_WORK TO DO_
List every line of the records that contains the word "book".

(Records from a collection)
-----

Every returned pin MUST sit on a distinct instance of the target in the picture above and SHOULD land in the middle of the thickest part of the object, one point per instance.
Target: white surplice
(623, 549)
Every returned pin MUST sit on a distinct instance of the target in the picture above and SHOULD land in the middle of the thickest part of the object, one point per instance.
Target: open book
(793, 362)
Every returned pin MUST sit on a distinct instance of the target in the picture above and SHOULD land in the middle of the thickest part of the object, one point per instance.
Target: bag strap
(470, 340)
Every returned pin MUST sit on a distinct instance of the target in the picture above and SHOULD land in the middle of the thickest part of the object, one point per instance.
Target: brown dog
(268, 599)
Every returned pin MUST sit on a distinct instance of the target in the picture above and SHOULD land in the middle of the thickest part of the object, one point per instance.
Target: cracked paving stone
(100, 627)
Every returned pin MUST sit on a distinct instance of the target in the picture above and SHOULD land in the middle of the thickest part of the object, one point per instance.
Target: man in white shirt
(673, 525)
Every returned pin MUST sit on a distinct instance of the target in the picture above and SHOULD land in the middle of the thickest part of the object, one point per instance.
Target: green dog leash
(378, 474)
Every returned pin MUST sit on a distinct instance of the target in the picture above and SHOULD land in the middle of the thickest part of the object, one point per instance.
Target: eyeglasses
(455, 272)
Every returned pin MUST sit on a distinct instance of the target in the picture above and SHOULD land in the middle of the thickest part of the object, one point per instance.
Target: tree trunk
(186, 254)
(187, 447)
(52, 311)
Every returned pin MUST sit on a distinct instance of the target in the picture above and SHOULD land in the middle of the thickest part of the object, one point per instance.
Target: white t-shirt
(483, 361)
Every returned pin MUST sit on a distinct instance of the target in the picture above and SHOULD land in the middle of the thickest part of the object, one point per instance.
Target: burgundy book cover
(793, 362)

-----

_SOLUTION BELOW_
Target: open book
Target: burgundy book cover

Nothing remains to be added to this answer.